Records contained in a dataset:
· · ·

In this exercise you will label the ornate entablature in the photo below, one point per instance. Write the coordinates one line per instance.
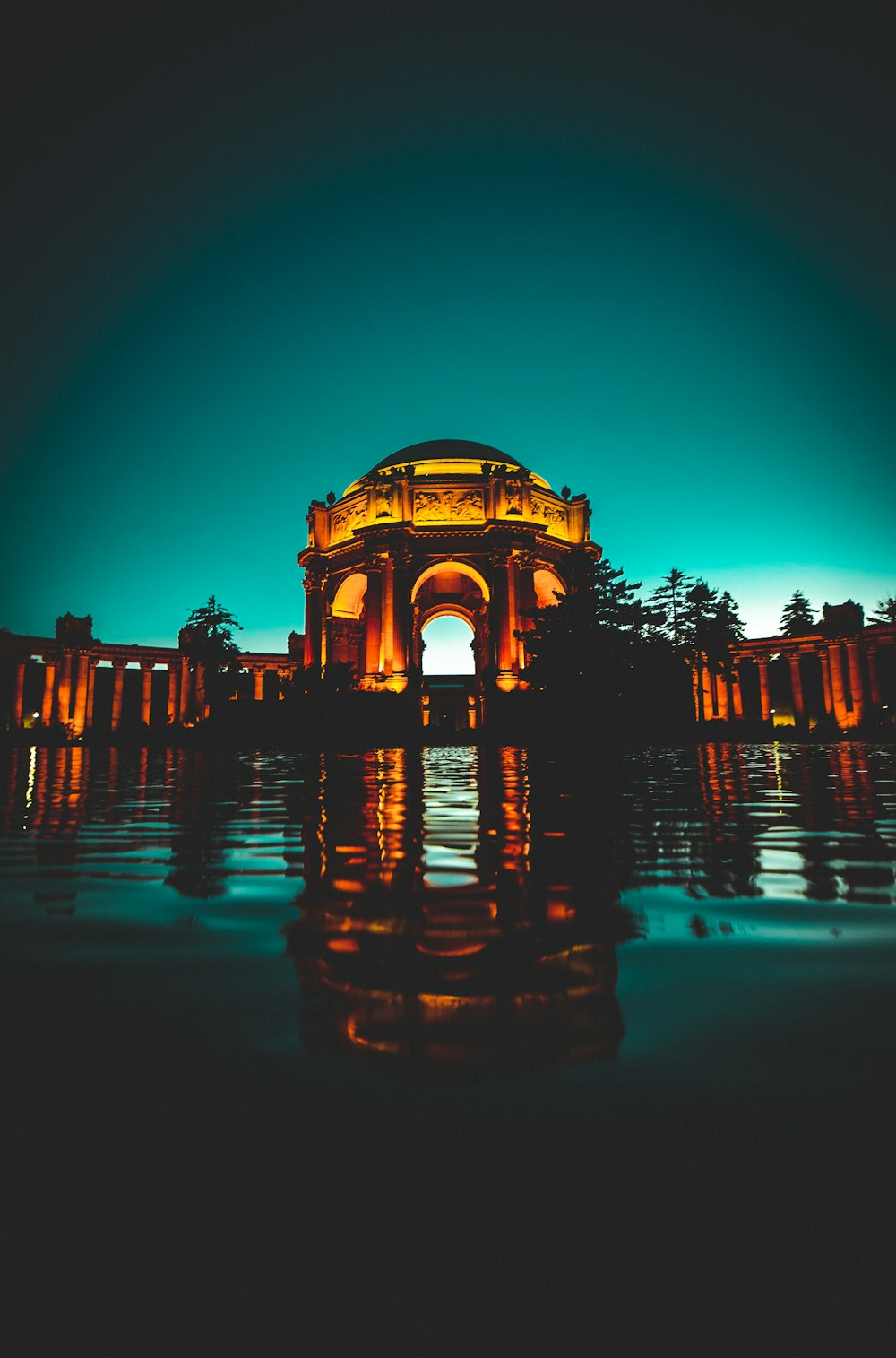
(443, 527)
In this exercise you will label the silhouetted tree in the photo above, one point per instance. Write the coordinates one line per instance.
(592, 649)
(669, 603)
(728, 625)
(796, 618)
(885, 610)
(208, 640)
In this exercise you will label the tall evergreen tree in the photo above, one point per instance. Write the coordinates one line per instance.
(669, 603)
(796, 617)
(885, 610)
(580, 648)
(701, 606)
(208, 640)
(728, 625)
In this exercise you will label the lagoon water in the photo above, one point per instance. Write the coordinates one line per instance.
(450, 1023)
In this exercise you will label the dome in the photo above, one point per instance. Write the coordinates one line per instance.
(445, 456)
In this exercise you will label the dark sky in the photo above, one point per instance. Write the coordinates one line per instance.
(249, 250)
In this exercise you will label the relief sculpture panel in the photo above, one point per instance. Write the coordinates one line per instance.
(347, 521)
(553, 516)
(448, 506)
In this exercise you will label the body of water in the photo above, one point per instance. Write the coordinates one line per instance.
(450, 1023)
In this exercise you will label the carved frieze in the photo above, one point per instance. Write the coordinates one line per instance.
(550, 514)
(448, 506)
(347, 521)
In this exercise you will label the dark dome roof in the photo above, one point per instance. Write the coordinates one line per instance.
(429, 459)
(448, 448)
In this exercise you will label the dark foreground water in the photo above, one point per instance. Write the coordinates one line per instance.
(409, 1038)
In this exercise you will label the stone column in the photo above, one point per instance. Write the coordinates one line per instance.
(857, 683)
(374, 619)
(387, 616)
(49, 685)
(81, 694)
(91, 683)
(838, 693)
(708, 694)
(401, 616)
(737, 696)
(825, 679)
(874, 675)
(763, 688)
(185, 688)
(18, 698)
(173, 691)
(64, 691)
(526, 599)
(796, 688)
(315, 576)
(500, 618)
(118, 688)
(721, 696)
(145, 711)
(198, 691)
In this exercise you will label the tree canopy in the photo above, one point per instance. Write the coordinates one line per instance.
(797, 617)
(669, 604)
(208, 635)
(885, 610)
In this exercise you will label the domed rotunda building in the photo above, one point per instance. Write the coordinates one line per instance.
(443, 529)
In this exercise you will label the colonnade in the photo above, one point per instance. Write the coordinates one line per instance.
(849, 677)
(68, 686)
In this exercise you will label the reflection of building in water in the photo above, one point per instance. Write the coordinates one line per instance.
(426, 933)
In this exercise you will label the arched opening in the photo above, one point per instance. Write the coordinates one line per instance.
(547, 585)
(448, 645)
(349, 598)
(451, 576)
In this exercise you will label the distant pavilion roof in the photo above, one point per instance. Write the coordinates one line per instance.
(447, 456)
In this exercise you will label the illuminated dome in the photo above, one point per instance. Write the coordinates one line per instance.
(447, 456)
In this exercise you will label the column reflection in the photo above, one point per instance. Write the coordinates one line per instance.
(442, 928)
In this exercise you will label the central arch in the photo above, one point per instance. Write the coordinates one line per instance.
(440, 529)
(459, 637)
(448, 567)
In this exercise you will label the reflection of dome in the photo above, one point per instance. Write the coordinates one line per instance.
(440, 980)
(447, 456)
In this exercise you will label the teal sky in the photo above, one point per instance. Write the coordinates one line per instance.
(611, 300)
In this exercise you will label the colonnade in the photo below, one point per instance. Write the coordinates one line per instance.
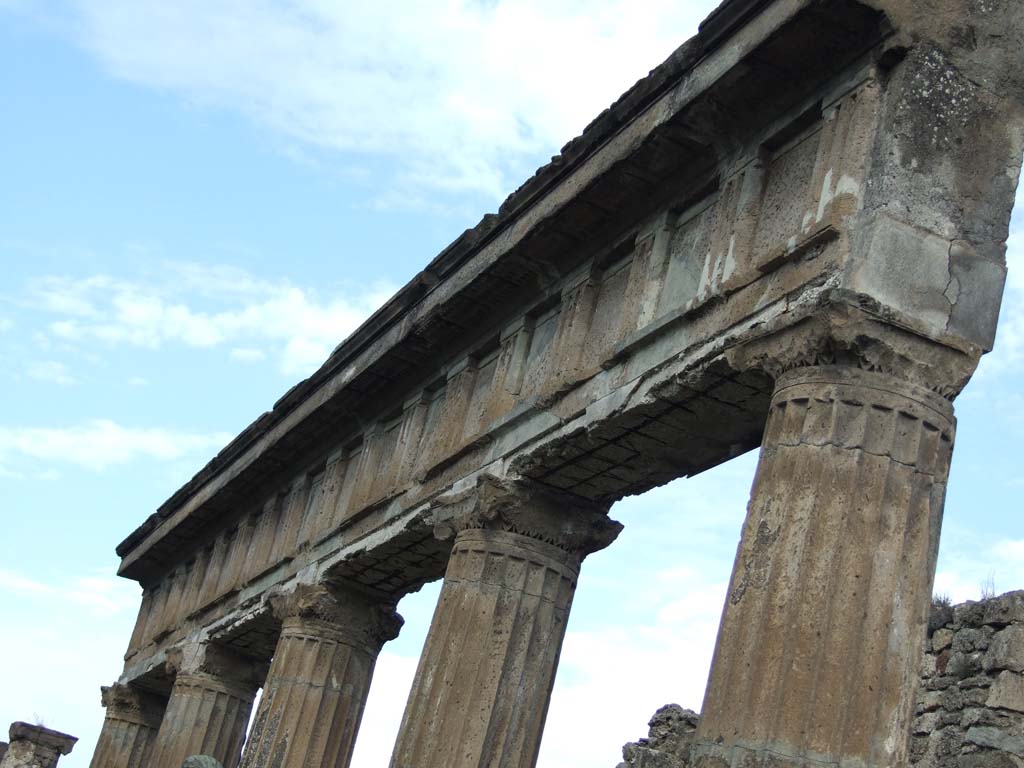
(817, 652)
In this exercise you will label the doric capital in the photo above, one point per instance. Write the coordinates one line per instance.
(577, 525)
(212, 664)
(130, 704)
(344, 613)
(42, 737)
(845, 335)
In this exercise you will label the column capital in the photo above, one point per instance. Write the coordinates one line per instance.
(579, 526)
(125, 701)
(845, 335)
(44, 744)
(211, 665)
(337, 611)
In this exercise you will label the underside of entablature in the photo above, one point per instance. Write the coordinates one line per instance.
(619, 324)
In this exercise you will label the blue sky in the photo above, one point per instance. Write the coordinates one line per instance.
(198, 201)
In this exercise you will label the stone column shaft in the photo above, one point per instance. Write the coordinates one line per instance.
(130, 727)
(35, 747)
(207, 714)
(316, 688)
(819, 646)
(484, 679)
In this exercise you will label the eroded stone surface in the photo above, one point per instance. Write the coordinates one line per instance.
(806, 186)
(962, 720)
(35, 747)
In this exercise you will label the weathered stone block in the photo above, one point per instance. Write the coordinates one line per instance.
(1008, 608)
(963, 665)
(987, 760)
(971, 639)
(995, 738)
(971, 613)
(1007, 650)
(1008, 691)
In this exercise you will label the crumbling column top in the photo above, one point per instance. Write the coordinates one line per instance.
(350, 615)
(42, 736)
(576, 525)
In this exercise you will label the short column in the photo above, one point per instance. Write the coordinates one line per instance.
(130, 726)
(484, 679)
(316, 688)
(35, 747)
(818, 651)
(208, 710)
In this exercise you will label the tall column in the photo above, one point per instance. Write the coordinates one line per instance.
(130, 727)
(35, 747)
(484, 679)
(316, 688)
(209, 708)
(817, 654)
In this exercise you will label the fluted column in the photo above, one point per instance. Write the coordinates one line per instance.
(316, 688)
(35, 747)
(130, 727)
(484, 679)
(208, 710)
(817, 654)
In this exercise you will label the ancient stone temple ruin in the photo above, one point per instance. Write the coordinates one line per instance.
(970, 707)
(790, 235)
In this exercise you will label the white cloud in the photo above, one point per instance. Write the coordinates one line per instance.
(248, 354)
(979, 561)
(72, 631)
(22, 585)
(50, 371)
(203, 306)
(456, 92)
(99, 443)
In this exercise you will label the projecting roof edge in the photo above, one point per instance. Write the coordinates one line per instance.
(716, 30)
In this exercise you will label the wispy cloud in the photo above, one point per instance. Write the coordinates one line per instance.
(50, 371)
(204, 306)
(973, 561)
(248, 354)
(457, 92)
(100, 443)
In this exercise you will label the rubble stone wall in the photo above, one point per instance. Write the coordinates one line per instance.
(970, 710)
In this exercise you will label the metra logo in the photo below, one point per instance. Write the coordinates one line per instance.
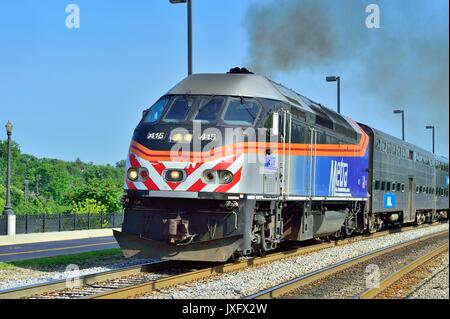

· · ·

**ABOUT THIS EXERCISE**.
Every line between the one containing "In this exercise you will label the rubble" and the last line of the data above, both included, should be copied exactly, but not the pictures.

**EXERCISE ANSWER**.
In this exercise you will label the rubble stone wall in the photo above, one point per instance. Write the coordinates one line per instance.
(970, 710)
In this exercise you will label the metra logo in the photo below, one point per instance. Write the coordinates one line per instance.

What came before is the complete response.